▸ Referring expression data

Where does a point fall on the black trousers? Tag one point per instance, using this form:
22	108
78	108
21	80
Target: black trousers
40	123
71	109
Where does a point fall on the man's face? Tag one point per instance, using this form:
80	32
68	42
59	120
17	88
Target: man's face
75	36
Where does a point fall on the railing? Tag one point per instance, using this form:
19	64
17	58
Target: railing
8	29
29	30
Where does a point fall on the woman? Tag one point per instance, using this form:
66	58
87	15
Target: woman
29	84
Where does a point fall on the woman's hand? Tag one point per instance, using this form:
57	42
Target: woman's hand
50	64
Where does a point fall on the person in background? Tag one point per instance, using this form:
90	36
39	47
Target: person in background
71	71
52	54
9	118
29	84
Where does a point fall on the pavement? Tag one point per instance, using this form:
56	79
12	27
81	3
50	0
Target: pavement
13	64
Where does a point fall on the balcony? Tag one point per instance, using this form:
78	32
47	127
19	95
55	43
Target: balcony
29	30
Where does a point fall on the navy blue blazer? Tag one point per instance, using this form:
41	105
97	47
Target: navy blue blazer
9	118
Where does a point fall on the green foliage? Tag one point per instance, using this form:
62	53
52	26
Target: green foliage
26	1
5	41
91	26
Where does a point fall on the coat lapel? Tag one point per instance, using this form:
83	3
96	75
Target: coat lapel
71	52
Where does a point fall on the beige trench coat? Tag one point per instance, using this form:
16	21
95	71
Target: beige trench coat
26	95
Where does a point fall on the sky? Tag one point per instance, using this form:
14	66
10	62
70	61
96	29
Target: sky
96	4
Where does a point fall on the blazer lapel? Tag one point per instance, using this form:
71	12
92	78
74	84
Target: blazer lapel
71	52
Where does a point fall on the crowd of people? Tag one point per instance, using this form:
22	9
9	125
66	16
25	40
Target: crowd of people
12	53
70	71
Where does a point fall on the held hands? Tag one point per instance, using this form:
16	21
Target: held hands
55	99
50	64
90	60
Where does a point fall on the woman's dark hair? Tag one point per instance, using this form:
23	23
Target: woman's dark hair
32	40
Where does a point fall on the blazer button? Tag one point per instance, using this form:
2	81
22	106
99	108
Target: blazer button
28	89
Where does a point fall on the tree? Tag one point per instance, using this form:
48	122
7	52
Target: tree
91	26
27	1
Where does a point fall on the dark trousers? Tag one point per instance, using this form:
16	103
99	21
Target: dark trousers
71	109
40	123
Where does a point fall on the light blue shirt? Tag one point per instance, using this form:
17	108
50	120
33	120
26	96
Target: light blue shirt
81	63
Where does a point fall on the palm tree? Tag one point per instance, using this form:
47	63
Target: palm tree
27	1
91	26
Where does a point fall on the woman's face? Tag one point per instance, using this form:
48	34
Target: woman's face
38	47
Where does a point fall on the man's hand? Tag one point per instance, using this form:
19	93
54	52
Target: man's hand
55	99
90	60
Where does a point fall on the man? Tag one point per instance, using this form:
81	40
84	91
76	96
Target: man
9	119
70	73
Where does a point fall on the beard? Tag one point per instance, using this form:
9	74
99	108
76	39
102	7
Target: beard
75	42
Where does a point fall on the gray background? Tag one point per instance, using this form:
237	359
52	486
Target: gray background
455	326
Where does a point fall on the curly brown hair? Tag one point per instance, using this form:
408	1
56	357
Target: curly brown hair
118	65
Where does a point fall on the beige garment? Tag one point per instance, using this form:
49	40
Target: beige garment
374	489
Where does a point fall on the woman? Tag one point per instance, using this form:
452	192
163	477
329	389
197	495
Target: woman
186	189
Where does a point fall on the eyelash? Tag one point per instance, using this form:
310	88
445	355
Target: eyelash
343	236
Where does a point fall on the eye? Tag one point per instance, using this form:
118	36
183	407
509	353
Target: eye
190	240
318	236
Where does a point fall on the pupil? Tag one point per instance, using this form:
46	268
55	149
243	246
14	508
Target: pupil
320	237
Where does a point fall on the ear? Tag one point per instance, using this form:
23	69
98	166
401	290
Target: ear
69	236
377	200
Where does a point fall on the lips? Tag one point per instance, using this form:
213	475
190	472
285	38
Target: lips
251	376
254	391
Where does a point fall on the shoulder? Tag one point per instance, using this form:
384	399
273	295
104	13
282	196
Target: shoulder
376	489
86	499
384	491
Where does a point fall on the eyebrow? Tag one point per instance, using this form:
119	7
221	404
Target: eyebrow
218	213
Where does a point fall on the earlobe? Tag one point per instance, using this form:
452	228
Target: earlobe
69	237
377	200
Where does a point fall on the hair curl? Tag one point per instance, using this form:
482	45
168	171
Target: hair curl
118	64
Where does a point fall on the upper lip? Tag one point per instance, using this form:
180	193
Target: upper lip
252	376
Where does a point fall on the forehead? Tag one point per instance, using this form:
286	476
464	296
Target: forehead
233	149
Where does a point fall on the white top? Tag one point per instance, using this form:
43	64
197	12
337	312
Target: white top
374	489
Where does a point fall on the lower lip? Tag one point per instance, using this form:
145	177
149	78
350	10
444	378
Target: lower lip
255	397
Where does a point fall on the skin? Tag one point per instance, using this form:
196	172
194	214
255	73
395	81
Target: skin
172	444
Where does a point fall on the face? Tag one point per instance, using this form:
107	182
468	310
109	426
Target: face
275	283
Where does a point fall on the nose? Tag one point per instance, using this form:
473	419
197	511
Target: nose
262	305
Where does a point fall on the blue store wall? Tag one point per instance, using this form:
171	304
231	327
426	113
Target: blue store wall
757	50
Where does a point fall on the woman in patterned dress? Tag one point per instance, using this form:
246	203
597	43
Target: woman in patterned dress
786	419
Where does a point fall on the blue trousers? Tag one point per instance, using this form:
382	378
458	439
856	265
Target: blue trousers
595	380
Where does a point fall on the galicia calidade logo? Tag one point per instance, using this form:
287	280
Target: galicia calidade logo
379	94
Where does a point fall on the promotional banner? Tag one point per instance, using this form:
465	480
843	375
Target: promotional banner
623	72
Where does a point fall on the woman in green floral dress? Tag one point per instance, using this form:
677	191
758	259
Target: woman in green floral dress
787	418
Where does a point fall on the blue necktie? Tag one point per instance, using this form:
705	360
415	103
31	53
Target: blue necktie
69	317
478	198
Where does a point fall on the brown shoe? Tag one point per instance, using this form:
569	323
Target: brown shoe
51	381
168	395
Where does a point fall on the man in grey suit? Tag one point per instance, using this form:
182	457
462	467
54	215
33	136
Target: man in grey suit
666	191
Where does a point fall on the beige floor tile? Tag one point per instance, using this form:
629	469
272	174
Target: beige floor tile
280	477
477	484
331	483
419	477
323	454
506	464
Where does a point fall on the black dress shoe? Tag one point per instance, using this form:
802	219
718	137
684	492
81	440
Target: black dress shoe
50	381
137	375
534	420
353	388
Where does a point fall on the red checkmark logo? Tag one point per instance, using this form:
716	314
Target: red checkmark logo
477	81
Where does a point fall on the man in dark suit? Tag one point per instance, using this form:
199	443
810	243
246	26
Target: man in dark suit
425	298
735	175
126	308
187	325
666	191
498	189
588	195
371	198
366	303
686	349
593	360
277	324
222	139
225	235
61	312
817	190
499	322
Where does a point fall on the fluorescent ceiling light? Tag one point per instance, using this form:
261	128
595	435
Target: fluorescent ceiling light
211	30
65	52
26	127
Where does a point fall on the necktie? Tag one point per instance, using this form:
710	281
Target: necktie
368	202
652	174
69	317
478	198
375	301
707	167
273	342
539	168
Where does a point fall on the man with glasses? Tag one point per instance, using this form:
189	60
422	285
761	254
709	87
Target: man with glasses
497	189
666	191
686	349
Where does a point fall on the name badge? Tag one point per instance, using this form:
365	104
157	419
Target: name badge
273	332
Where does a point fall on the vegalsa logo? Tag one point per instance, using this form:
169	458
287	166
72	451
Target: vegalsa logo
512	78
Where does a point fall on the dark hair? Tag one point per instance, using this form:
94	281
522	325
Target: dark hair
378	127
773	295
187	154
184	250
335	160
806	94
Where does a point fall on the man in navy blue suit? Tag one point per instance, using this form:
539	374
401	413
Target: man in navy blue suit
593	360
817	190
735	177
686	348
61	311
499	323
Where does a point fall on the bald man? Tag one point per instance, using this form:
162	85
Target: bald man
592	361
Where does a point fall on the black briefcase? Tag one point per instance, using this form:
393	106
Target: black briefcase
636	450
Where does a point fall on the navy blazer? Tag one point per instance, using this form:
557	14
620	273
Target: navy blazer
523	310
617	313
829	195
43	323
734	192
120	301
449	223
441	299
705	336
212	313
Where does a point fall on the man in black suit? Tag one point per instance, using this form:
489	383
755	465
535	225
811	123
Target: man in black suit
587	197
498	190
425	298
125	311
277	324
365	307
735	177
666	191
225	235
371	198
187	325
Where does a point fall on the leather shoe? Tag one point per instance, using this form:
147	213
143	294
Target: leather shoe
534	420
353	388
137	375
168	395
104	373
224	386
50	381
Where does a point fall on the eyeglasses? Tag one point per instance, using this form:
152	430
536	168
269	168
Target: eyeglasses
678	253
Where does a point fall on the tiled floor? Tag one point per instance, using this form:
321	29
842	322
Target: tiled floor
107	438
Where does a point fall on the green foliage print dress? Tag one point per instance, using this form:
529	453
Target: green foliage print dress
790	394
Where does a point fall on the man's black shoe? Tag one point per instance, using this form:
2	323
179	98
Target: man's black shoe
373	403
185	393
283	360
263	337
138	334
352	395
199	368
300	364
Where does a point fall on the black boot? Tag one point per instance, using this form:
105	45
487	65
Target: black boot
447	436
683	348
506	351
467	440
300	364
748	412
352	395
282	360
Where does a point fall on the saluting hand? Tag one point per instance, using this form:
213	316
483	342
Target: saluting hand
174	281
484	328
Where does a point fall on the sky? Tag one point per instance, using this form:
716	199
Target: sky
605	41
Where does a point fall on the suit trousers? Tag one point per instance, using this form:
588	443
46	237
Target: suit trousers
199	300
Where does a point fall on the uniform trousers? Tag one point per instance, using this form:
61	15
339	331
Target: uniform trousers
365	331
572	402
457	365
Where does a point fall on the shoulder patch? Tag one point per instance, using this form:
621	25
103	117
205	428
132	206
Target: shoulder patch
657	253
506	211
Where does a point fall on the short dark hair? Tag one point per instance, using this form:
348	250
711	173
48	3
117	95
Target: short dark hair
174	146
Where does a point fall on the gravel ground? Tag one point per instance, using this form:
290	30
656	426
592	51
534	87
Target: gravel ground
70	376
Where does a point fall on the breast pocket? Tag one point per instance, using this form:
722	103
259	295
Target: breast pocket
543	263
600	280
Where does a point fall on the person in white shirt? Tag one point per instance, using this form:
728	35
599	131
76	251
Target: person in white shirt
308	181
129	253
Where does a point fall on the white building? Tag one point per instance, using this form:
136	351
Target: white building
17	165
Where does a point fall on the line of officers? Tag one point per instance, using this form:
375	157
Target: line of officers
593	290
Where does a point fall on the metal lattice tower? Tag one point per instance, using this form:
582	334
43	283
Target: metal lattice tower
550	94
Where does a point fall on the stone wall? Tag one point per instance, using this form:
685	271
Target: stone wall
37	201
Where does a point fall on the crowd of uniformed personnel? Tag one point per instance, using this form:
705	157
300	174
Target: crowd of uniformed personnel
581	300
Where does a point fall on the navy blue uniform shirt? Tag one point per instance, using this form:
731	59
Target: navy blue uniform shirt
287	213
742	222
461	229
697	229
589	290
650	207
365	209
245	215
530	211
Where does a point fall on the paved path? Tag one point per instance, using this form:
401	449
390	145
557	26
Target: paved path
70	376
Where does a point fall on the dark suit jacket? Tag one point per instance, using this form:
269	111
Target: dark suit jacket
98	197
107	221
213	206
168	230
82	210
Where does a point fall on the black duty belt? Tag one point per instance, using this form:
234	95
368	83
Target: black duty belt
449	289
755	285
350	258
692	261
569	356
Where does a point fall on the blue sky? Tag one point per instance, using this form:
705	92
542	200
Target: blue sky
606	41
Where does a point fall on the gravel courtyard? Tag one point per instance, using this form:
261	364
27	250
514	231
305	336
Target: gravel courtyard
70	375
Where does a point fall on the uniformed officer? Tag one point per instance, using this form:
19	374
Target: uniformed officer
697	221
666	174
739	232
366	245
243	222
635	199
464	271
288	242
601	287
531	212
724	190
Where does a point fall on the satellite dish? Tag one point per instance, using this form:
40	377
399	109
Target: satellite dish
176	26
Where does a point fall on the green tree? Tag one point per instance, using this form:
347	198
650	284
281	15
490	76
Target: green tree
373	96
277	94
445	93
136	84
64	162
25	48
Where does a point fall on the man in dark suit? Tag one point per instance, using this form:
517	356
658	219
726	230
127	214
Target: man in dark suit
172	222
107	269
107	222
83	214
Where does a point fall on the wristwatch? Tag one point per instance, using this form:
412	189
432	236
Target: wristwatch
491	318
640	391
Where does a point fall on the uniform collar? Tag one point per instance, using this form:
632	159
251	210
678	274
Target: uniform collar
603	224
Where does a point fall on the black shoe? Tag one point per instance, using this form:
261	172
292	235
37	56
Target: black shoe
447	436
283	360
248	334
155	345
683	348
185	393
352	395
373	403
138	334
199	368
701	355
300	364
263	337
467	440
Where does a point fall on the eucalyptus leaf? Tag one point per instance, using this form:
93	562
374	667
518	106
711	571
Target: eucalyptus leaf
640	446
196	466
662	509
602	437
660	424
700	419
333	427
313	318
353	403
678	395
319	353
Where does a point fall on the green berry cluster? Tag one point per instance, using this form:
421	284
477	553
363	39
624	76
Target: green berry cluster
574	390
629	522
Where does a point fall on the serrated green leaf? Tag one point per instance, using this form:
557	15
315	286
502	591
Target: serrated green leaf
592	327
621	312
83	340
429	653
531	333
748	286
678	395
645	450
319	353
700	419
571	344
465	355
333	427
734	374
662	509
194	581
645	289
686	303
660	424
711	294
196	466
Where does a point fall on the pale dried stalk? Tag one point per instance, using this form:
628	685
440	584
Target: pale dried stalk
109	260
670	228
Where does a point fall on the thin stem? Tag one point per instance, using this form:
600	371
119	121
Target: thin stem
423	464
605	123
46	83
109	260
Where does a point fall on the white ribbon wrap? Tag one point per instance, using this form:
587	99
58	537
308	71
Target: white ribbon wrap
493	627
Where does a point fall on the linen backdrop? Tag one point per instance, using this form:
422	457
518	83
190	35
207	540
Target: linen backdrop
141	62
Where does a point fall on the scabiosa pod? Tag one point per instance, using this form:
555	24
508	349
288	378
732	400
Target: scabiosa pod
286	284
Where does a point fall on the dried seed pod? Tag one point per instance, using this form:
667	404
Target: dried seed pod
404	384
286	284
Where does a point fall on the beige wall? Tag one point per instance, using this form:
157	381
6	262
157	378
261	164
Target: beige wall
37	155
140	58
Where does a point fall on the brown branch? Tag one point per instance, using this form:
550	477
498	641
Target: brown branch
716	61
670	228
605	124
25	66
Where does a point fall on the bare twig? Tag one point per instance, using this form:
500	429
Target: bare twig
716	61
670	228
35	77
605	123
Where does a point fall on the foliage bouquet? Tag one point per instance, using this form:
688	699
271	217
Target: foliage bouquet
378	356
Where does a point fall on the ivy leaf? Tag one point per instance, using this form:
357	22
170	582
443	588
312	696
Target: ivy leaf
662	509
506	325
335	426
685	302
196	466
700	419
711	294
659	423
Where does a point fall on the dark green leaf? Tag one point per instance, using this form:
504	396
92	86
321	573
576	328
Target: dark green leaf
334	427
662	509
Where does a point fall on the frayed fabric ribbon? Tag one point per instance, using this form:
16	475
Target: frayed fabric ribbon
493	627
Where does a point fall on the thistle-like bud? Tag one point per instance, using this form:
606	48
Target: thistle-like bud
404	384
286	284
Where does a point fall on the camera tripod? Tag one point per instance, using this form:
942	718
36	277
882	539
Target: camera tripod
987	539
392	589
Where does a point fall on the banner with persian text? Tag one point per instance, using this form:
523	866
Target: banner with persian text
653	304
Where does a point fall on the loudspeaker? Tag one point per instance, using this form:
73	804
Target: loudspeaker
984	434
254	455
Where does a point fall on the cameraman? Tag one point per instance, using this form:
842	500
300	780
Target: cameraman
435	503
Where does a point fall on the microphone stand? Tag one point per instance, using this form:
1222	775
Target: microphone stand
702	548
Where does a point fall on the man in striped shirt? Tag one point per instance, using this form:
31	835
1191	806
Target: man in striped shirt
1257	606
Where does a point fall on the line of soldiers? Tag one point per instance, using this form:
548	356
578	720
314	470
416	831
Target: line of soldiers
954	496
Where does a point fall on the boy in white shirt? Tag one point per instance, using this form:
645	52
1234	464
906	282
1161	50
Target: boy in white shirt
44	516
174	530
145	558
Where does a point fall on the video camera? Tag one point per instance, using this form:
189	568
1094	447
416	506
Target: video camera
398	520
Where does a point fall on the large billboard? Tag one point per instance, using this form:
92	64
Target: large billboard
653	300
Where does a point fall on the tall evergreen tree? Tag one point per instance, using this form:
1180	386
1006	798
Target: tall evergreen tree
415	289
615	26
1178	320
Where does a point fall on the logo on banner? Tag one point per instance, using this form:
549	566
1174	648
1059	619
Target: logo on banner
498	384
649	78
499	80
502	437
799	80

▸ DESCRIPTION OF THE TASK
Copy the stretch of the records above that runs from the line with "Where does a point fall on the dried" through the line with "Where does a point fall on the loudspeaker?". Both end lines belong in the copy, and nothing else does.

▸ TASK ANSWER
Where does a point fall on the dried seed pod? Tag one point per instance, using this form:
667	404
Target: dried seed pod
404	384
286	284
Where does a point fall on the beige wall? Tag one point per instance, using this form:
157	381
6	262
157	378
261	164
Target: beige wall
37	155
140	58
Where does a point fall on the brown branch? Tag one point per instance, using this form:
550	477
498	641
Target: brown branch
716	61
670	228
605	124
25	66
Where does a point fall on the bare twig? Tag one point per instance, using this form:
500	429
Target: bare twig
716	61
670	228
35	77
605	123
Where does a point fall on the foliage bouquet? Tag one point per instance, using this form:
688	699
271	217
Target: foliage bouquet
378	356
Where does a point fall on the ivy leaf? Tag one point per instance, using this form:
357	22
170	582
443	588
312	696
Target: ivy leaf
662	509
506	325
335	426
685	302
196	466
700	419
711	294
659	423
Where does a point fall on the dark green leaf? Tag one point per instance, using this form:
504	396
92	86
321	573
576	328
Target: dark green leaf
334	427
662	509
Where does a point fall on the frayed fabric ribbon? Tag one point per instance, using this form:
16	475
Target: frayed fabric ribbon
493	627
Where does a point fall on the thistle-like bud? Tag one point per instance, using this form:
606	48
Target: thistle-like bud
404	384
286	284
Where does a point fall on the camera tripod? Tag one point per instance, using this form:
942	718
36	277
882	539
Target: camera tripod
987	539
392	589
Where does a point fall on the banner with persian text? Tag one point per instance, using this form:
523	866
Target: banner with persian text
653	304
Where does a point fall on the loudspeaker? Tag one point per instance, using this form:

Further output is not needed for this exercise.